WHAT YOU NEED TO DO =
Quote every line below exactly as it reads.

DATASET RECORDS =
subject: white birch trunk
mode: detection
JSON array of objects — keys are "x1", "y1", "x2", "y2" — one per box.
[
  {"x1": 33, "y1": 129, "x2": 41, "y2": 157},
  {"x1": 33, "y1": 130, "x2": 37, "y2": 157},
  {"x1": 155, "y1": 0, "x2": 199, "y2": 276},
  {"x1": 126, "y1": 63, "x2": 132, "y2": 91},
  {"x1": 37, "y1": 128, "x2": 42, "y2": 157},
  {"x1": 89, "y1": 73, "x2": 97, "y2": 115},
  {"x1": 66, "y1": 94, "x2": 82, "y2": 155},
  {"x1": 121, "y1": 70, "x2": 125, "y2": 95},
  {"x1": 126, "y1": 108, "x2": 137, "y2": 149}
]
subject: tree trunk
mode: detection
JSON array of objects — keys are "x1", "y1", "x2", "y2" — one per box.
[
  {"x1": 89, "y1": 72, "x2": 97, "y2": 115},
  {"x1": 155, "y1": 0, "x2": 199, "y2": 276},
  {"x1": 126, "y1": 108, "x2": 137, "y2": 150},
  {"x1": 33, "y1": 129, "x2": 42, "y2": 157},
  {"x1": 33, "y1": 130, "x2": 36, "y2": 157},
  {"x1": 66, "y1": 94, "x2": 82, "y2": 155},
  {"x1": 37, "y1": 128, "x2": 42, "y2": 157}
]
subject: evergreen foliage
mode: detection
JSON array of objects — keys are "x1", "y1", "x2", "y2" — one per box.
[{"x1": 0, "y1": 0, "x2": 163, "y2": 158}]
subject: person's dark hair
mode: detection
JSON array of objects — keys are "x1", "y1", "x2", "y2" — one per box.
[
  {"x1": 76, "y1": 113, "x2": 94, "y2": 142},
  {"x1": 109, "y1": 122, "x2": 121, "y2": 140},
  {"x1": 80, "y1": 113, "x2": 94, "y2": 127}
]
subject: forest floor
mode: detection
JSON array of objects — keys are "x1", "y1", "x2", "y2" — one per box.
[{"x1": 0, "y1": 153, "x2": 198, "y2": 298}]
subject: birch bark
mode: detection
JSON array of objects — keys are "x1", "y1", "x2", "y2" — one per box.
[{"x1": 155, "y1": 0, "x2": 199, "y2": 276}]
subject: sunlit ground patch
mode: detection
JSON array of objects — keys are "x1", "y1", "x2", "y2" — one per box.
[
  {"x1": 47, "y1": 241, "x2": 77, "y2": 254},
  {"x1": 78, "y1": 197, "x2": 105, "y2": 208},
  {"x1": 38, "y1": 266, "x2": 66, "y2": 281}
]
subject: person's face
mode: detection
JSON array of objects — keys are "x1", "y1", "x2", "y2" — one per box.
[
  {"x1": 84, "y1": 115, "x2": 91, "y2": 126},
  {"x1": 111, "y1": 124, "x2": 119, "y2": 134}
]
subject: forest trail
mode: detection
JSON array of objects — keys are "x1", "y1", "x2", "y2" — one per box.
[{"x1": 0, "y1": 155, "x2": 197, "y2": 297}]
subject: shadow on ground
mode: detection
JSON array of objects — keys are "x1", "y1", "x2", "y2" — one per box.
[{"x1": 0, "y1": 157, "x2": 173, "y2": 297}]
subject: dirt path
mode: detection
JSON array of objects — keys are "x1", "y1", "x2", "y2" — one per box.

REPLY TO THE TASK =
subject: white birch trunk
mode: detection
JSON array of objects — keys are "x1", "y1", "x2", "y2" — one per box.
[
  {"x1": 33, "y1": 129, "x2": 41, "y2": 157},
  {"x1": 33, "y1": 130, "x2": 37, "y2": 157},
  {"x1": 155, "y1": 0, "x2": 199, "y2": 276},
  {"x1": 126, "y1": 63, "x2": 132, "y2": 91},
  {"x1": 37, "y1": 128, "x2": 42, "y2": 157},
  {"x1": 89, "y1": 73, "x2": 97, "y2": 115},
  {"x1": 66, "y1": 94, "x2": 82, "y2": 155},
  {"x1": 121, "y1": 70, "x2": 125, "y2": 95},
  {"x1": 126, "y1": 108, "x2": 137, "y2": 149}
]
subject: tree trunk
mode: detection
JSON array of objects — keys are "x1", "y1", "x2", "y2" — one per box.
[
  {"x1": 89, "y1": 72, "x2": 97, "y2": 115},
  {"x1": 155, "y1": 0, "x2": 199, "y2": 276},
  {"x1": 126, "y1": 108, "x2": 137, "y2": 150},
  {"x1": 33, "y1": 129, "x2": 42, "y2": 157},
  {"x1": 33, "y1": 130, "x2": 36, "y2": 157},
  {"x1": 66, "y1": 94, "x2": 82, "y2": 155},
  {"x1": 37, "y1": 128, "x2": 42, "y2": 157}
]
subject: evergreen foliage
mode: detection
JSON array of objects — keys are "x1", "y1", "x2", "y2" — one per box.
[{"x1": 0, "y1": 0, "x2": 163, "y2": 158}]
subject: person's dark hair
mode: detection
JSON array of objects — keys are "x1", "y1", "x2", "y2" — one per box.
[
  {"x1": 76, "y1": 113, "x2": 94, "y2": 142},
  {"x1": 109, "y1": 122, "x2": 121, "y2": 140},
  {"x1": 80, "y1": 113, "x2": 94, "y2": 127}
]
subject: forest floor
mode: detection
JSON array of objects — keys are "x1", "y1", "x2", "y2" — one per box.
[{"x1": 0, "y1": 153, "x2": 198, "y2": 298}]
subject: birch bark
mode: detection
JSON array of objects — keys are "x1", "y1", "x2", "y2" — one per box.
[{"x1": 155, "y1": 0, "x2": 199, "y2": 276}]
subject: sunlit ground patch
mode: detection
JSON array of objects — keys are "x1", "y1", "x2", "y2" — one per box.
[
  {"x1": 47, "y1": 241, "x2": 77, "y2": 254},
  {"x1": 78, "y1": 197, "x2": 105, "y2": 208},
  {"x1": 38, "y1": 266, "x2": 66, "y2": 281}
]
subject: person's face
mode: detection
JSON array of objects — keys are "x1", "y1", "x2", "y2" — one per box.
[
  {"x1": 84, "y1": 115, "x2": 91, "y2": 126},
  {"x1": 111, "y1": 124, "x2": 119, "y2": 134}
]
subject: forest trail
mode: detection
JSON array of objects — keys are "x1", "y1", "x2", "y2" — one per box.
[{"x1": 0, "y1": 155, "x2": 197, "y2": 297}]
subject: shadow on ground
mode: detection
JSON array of objects — keys are "x1", "y1", "x2", "y2" — one per box.
[{"x1": 0, "y1": 157, "x2": 173, "y2": 297}]
subject: dirt path
mode: detection
JSON array of objects — keys are "x1", "y1", "x2", "y2" — one per box.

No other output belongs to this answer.